• [What you will do]: Determine how many lines in the records include "coat". Write the number and nothing more.

• [Information given]:
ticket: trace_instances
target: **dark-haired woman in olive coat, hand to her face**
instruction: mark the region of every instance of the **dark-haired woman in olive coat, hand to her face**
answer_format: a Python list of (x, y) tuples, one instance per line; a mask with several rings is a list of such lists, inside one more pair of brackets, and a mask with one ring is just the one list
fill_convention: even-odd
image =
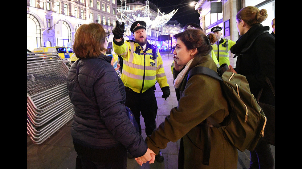
[[(210, 159), (208, 165), (203, 164), (207, 138), (203, 121), (211, 116), (217, 123), (221, 123), (229, 114), (220, 83), (206, 75), (193, 75), (187, 82), (188, 72), (193, 67), (203, 66), (217, 70), (209, 55), (212, 50), (210, 43), (217, 39), (214, 34), (207, 37), (198, 29), (187, 29), (174, 35), (174, 38), (175, 61), (178, 65), (186, 65), (174, 81), (174, 87), (180, 90), (180, 99), (178, 106), (171, 109), (165, 121), (152, 135), (146, 137), (148, 148), (156, 154), (160, 149), (166, 148), (168, 142), (181, 139), (179, 169), (236, 169), (237, 149), (209, 122)], [(142, 163), (140, 158), (137, 158), (137, 162)]]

• [Solution to this problem]: 2